EXTRAIT:
Prosper, Bernard, Eugène AURIOL

né à Perpignan (Pyrénées-Orientales) le 2 août 1861, mort à Perpignan le 21 juillet 1944. Banquier, principal actionnaire de la banque Auriol, censeur de la Banque de France (succursale de Perpignan), directeur de la caisse d’Épargne de Perpignan, pyrénéiste.

C’est au cœur d’une famille de banquier que naît Prosper Auriol. Il est en effet le fils de Prosper Auriol* (1821-1870) et de Delphines Cazes, et le petit fils de Bernard Auriol* et Catherine Lloubes, sœur de Jean-Jacques Lloubes*. Il est remarquable que l’acte de naissance de Prosper Auriol soit dressé en août 1861 en présence de son père, bien sur mais aussi de son grand père Auriol et de son grand oncle Lloubes, les fondateurs de la Banque Auriol et Lloubes en 1809.

Lorsque Prosper Auriol* père meurt jeune, à 49 ans, le 9 novembre1870, son épouse Delphine Auriol née Cazes poursuit l’activité « pour conserver une situation à ses fils encore mineurs ». Pour cela, elle peut compter sur Isaac Levy*, fondé de pouvoir de la banque, et sur son propre frère, Gustave Cazes*, qui était également très investi dans l’économie viticole. La banque Veuve Auriol & fils réalise alors d’excellentes affaires pendant les années 1870. En effet, les Pyrénées-Orientales et l’Aude sont épargnées par le phylloxéra qui ravage alors le Var, le Gard et l’Hérault. Les prix du vin augmentent considérablement. Les propriétaires prospèrent de la ruine des voisins et s’endettent fortement pour étendre leur production. Le réseau des intermédiaires financiers habituels (les proches puis les notaires) ne suffit plus. En quelques années, les banques locales se développent et se partagent entre le financement du négoce des vins et les prêts sur hypothèques aux propriétaires pour l’achat et la plantation de vignobles. Les inspecteurs de la Banque de France présentent la Banque Veuve Auriol comme « une bonne maison, disposant de dépôts sûrs issus de la famille essentiellement ». Elle réalise d’excellentes opérations avec les grands propriétaires, les négociants importants de la place comme Alfred Sauvy*, mais son principal client est l’entreprise de papiers à cigarettes Bardou-Job.

En 1886, Prosper Auriol est associé officiellement dans la société qui prend la forme d’une Société en Nom Collectif. Le capital de 1 Million de francs est ainsi réparti : 700 000 F pour Mme Auriol et 300 000 F pour Prosper. Puis une place est faite en 1890 à son frère, Georges, de cinq ans son cadet, lors de la constitution d’une nouvelle SNC pour une durée de 20 ans, avec un capital réparti en 400 000 F pour Mme Auriol et 300 000 F pour chaque frère.

CONTENU DES DONNÉES:

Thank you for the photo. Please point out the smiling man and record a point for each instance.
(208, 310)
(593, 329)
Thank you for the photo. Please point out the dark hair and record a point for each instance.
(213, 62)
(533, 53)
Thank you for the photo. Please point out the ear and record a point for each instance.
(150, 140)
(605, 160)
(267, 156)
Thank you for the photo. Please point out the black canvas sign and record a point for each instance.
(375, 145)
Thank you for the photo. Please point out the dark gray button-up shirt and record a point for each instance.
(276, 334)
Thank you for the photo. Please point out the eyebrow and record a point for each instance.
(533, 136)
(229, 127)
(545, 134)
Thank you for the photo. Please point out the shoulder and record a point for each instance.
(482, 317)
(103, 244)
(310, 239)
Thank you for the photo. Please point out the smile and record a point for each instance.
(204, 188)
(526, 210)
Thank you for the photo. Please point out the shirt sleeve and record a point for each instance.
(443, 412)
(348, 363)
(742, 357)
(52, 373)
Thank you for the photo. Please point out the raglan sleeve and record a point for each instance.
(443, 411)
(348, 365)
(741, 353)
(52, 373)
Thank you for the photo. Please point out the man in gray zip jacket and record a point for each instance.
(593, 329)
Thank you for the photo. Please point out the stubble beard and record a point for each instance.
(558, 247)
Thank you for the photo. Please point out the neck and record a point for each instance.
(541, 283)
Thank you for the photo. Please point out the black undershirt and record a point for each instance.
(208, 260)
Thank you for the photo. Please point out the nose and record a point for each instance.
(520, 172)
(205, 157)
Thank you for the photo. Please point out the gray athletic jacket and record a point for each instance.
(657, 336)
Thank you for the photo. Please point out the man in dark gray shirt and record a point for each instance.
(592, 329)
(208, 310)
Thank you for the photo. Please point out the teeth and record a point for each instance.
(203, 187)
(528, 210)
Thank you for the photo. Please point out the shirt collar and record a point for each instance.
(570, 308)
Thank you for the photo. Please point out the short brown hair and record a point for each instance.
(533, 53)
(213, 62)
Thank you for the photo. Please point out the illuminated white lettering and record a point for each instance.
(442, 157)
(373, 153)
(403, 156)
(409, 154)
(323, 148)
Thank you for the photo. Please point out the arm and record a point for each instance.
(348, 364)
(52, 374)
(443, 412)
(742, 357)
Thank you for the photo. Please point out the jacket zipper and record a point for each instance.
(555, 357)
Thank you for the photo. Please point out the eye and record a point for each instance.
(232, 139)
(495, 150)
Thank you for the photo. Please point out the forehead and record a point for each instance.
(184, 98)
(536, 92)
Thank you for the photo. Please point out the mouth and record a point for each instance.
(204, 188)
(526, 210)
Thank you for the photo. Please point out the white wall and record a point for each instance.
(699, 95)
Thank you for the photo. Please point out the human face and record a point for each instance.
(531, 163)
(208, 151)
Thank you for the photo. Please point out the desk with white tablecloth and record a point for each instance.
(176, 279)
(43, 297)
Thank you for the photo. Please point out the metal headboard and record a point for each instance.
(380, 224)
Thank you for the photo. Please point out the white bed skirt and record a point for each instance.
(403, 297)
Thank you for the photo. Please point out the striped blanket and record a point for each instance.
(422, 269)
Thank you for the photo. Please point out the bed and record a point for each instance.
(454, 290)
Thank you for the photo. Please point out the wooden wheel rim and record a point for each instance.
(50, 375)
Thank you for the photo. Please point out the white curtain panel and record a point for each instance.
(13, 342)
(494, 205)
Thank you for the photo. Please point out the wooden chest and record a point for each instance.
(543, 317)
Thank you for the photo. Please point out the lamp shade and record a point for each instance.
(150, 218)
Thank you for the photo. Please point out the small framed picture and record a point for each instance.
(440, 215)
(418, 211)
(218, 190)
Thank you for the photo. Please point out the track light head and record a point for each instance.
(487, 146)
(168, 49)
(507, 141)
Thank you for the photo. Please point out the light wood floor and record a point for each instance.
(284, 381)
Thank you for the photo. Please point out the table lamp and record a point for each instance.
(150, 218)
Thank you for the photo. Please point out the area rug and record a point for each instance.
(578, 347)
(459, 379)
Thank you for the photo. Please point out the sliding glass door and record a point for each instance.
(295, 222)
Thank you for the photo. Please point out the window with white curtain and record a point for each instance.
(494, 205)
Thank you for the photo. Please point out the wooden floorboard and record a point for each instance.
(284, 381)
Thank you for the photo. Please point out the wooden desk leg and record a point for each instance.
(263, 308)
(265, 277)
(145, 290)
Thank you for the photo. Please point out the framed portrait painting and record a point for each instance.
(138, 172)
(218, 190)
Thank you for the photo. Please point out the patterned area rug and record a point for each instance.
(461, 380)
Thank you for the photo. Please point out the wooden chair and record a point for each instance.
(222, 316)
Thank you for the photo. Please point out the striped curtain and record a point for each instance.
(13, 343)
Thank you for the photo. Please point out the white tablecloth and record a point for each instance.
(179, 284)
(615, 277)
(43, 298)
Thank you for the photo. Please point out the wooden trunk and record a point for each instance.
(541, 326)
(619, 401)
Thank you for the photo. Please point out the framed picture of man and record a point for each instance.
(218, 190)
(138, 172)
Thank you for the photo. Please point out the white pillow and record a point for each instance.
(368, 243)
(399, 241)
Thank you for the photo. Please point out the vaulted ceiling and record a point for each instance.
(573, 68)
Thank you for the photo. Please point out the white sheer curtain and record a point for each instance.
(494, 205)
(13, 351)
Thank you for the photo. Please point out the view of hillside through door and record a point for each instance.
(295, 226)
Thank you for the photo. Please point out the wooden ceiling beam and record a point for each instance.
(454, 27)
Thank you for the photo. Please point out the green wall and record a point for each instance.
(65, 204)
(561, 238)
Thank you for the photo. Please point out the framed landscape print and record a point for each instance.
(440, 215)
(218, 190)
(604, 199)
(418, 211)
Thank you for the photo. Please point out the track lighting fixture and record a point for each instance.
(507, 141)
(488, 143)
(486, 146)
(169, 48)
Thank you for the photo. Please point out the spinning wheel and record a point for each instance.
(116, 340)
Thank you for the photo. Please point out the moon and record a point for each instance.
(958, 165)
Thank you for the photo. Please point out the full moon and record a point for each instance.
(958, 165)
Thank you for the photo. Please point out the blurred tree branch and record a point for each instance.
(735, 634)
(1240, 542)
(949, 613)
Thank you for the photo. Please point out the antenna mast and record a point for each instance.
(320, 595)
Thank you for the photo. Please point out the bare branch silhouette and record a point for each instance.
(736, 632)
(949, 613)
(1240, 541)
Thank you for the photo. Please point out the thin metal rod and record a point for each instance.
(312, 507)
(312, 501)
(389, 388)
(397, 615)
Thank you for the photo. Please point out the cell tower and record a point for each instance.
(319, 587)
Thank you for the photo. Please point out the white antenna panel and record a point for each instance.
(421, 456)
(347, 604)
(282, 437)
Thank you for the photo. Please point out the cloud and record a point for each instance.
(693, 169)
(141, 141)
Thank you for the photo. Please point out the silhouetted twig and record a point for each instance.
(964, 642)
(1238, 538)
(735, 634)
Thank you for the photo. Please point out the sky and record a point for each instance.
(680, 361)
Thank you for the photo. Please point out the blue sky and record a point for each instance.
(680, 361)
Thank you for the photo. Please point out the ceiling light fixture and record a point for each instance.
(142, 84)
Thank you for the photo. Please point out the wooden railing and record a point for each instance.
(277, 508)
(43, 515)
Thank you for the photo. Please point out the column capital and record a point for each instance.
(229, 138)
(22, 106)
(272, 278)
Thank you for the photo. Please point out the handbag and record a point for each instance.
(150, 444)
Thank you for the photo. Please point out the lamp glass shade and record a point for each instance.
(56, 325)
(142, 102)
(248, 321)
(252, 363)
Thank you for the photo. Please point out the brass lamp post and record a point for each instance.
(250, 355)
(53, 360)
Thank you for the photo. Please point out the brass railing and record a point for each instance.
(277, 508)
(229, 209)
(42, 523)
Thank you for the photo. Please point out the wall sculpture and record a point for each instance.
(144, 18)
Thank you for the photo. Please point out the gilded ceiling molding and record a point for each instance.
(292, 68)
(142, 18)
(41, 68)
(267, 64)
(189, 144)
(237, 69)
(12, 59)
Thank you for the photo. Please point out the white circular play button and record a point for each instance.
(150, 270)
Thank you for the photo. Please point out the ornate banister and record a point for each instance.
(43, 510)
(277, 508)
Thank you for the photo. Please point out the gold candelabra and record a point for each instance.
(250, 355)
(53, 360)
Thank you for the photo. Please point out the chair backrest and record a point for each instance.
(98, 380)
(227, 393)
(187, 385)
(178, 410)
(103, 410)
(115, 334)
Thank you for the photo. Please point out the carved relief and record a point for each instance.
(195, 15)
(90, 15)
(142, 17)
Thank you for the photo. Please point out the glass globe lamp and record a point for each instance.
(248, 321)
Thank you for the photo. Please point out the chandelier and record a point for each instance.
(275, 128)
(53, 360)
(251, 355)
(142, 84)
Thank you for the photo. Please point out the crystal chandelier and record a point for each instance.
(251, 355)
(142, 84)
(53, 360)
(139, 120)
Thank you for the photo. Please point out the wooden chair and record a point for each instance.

TRAVAIL À FAIRE:
Pouvez-vous transcrire mot pour mot, dans l'extrait sur Prosper Auriol, le passage qui va de « C’est au cœur » à « Lloubes en 1809. » ? Les entrées forment un matériau à part, distinct de l'extrait.

RÉPONSE RÉDIGÉE:
C’est au cœur d’une famille de banquier que naît Prosper Auriol. Il est en effet le fils de Prosper Auriol* (1821-1870) et de Delphines Cazes, et le petit fils de Bernard Auriol* et Catherine Lloubes, sœur de Jean-Jacques Lloubes*. Il est remarquable que l’acte de naissance de Prosper Auriol soit dressé en août 1861 en présence de son père, bien sur mais aussi de son grand père Auriol et de son grand oncle Lloubes, les fondateurs de la Banque Auriol et Lloubes en 1809.